SOLES Receives $12 Million Gift from Noyce Foundation for National STEM Initiative
SAN DIEGO, CA – The University of San Diego (USD) today received a $12 million gift from the Noyce Foundation to advance a national initiative —STEM Next— aimed at inspiring and preparing more young people, especially girls and those from underserved areas, for careers in science, technology, engineering and math.
“We are deeply grateful to the Noyce Foundation and the Noyce family for their generosity, and for putting their trust in us to carry out this important mission,” said USD President Dr. James T. Harris III. “Working together in communities throughout the country, we will cultivate and support the next generation of scientists and engineers and encourage them to go out and change the world just as Dr. Noyce did.”
The Noyce Foundation was created to honor the work of Dr. Robert Noyce, co-founder of technology giant Intel and inventor of the integrated circuit, which fueled the personal computer revolution and gave Silicon Valley its name.

== == ==

◆ **Set of tasks**
a – In the announcement, what is the name of the national initiative that the Noyce Foundation gift will advance?
b – Rewrite the announcement's paragraph beginning "The Noyce Foundation was created" as a short bulleted list.

Data items
== == ==

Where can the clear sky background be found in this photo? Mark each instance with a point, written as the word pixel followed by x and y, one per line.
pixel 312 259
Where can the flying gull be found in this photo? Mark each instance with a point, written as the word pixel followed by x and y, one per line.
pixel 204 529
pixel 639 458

== == ==

◆ **Written responses**
a – STEM Next

b –
- The Noyce Foundation honors the work of Dr. Robert Noyce.
- Noyce co-founded Intel.
- He invented the integrated circuit, which fueled the personal computer revolution and gave Silicon Valley its name.